▶ **ACTIVITIES**:
(1) Please write out the emergency planning reply from "A critical issue" up to and including "emergency planning process.".
(2) Continue the emergency planning reply from its last sentence onward.

▶ **DOCUMENT SEGMENT**:
..............................

I propose to take Questions Nos. 1 and 2 together.
Before answering, I would like to extend my condolences to all those who died and were injured in the terrible events which occurred in Madrid on 11 March. I am sure the House will join with me in condemning unreservedly this horrific attack on innocent people going about their ordinary business.
The Government Task Force on Emergency Planning, which I chair, was established in October 2001. The membership of the task force includes senior officials of Departments, senior officers of the Defence Forces and the Garda Síochána, and key public authorities which have a lead or support role in Government emergency planning. The work of the task force continues and there have been 30 meetings to date. The most recent meeting was held on 18 February 2004 and I will chair the next meeting later this afternoon.
The office of emergency planning maintains direct contact with all Departments responsible for emergency planning through an established first point of contact mechanism, set up and maintained by the office since 2001. Following the Madrid bombings, the office of emergency planning availed of these established contacts to seek relevant information on the State's preparedness in response to such incidents and I await reports at the task force meeting later today. Departments have been regularly asked to look at the issues concerning their plans and to report to the task force.
Planning for major accidents and emergencies has been ongoing for many years at local level and co-ordinated on a regional basis, in accordance with the Government major emergency planning framework. As chairperson of the task force, I requested all authorities to review their emergency plans and revise them as appropriate. This has led to a thorough examination and evaluation of emergency plans to ensure that arrangements are current and effective.
The focus of this work continues to be on taking the necessary precautions to, at best, prevent or, at least, minimise the risks from terrorist activities, ensuring that the protection available to the people is maximised, putting mechanisms in place to support the response agencies and providing co-ordination for maximum efficiency and effectiveness.
A critical issue in an emergency is issuing adequate and timely warnings and providing the necessary information to the public on threatened or developing emergencies. Television and radio broadcasting will be the key means of contact with the public in such circumstances but all other means of communication will also be used. The office of emergency planning was established following a Government decision in October 2001. The office continues to work with Departments and other public authorities to ensure the best possible use of resources and compatibility between different planning requirements. A key area of activity is oversight of emergency planning, to refine and develop the arrangements that exist, continuously to improve them through review and revision, and generally to provide the basis for increased confidence in the emergency planning process.

..............................

▶ **EXERCISE DATA**:
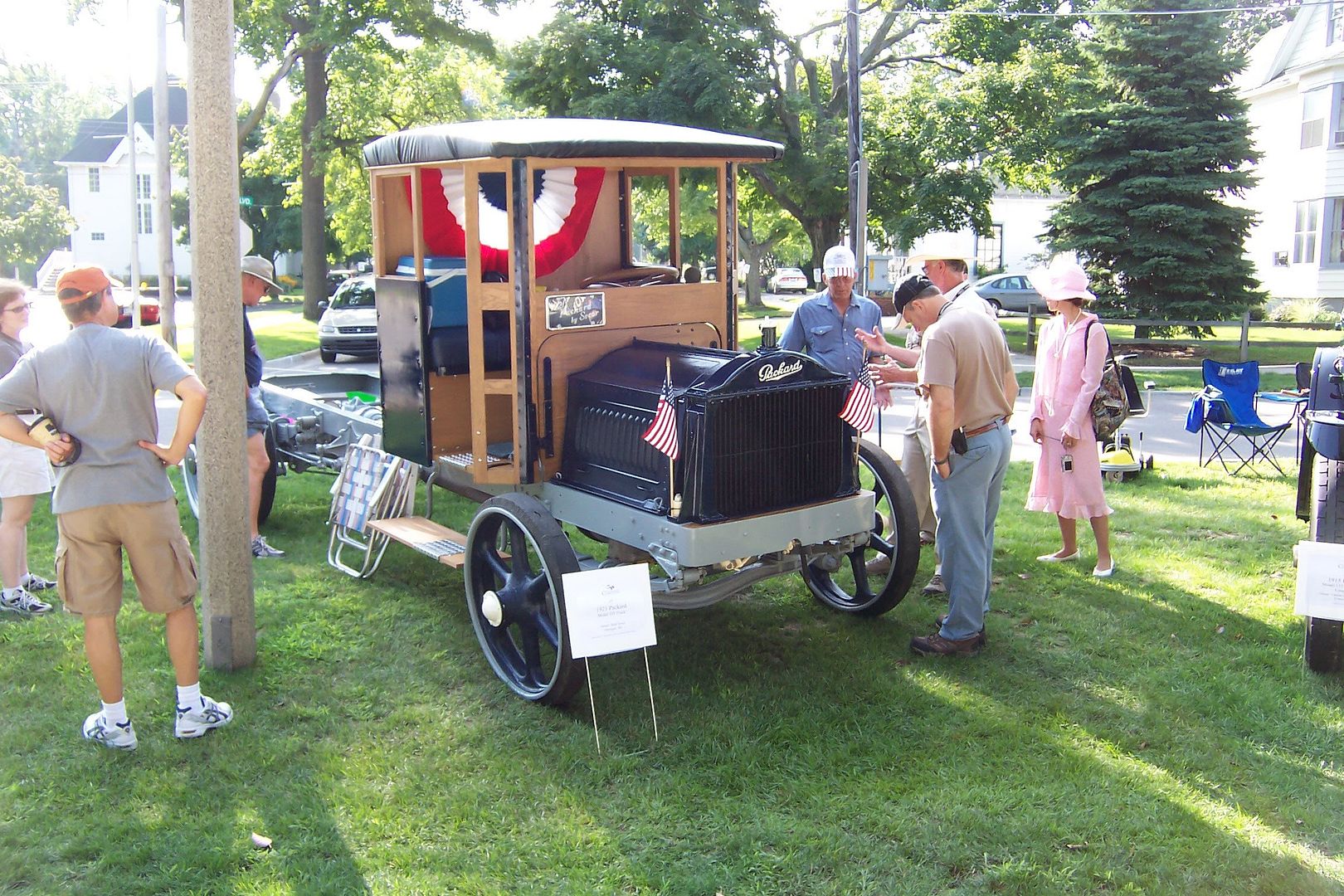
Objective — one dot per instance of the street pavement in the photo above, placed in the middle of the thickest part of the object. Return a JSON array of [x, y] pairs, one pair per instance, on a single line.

..............................

▶ **OUTPUTS FOR THE TASKS**:
(1)
A critical issue in an emergency is issuing adequate and timely warnings and providing the necessary information to the public on threatened or developing emergencies. Television and radio broadcasting will be the key means of contact with the public in such circumstances but all other means of communication will also be used. The office of emergency planning was established following a Government decision in October 2001. The office continues to work with Departments and other public authorities to ensure the best possible use of resources and compatibility between different planning requirements. A key area of activity is oversight of emergency planning, to refine and develop the arrangements that exist, continuously to improve them through review and revision, and generally to provide the basis for increased confidence in the emergency planning process.

(2)
The objective of the Government is to ensure that all State bodies can react quickly and efficiently to any large-scale emergency. I continue to take the approach that such responses should be characterised by effective management of all aspects of emergency planning and by a high level of public confidence in all the response arrangements. I am pleased to report that there continues to be excellent co-operation between my Department and all other Departments and agencies through these mechanisms.
I continue to report regularly in confidence to Government on emergency planning, most recently last October. That report noted that the year had been one of consolidation of emergency planning development. Steps are being taken to build on the work done since 2001, to formalise the arrangements in place and lay the groundwork for the future. Those involved, principally the Garda Síochána and the Defence Forces, continue to monitor potential threats to the State arising from international terrorism.
The Garda authorities assess the terrorist threat to Europe from Islamic extremists as high but that is reduced in the Irish context. Awareness that the situation could change rapidly, and with little warning, has ensured that vigilance is maintained. International linkages have also been important as a means of sharing expertise and resources. The European Union continues to develop a programme to improve co-operation within the Union and candidate countries, to prevent and limit any consequences of chemical, biological, radiological or nuclear terrorist threats. The EU civil protection mechanism and other international mechanisms provide Ireland with some warning and alert systems and mechanisms for helping in emergencies. The Taoiseach, in his role as President of the European Council, recently issued a statement on proposals to counter terrorism in the aftermath of the 11 March terrorist attacks in Madrid. These proposals will inform the discussions taking place at the European Council meeting being held today.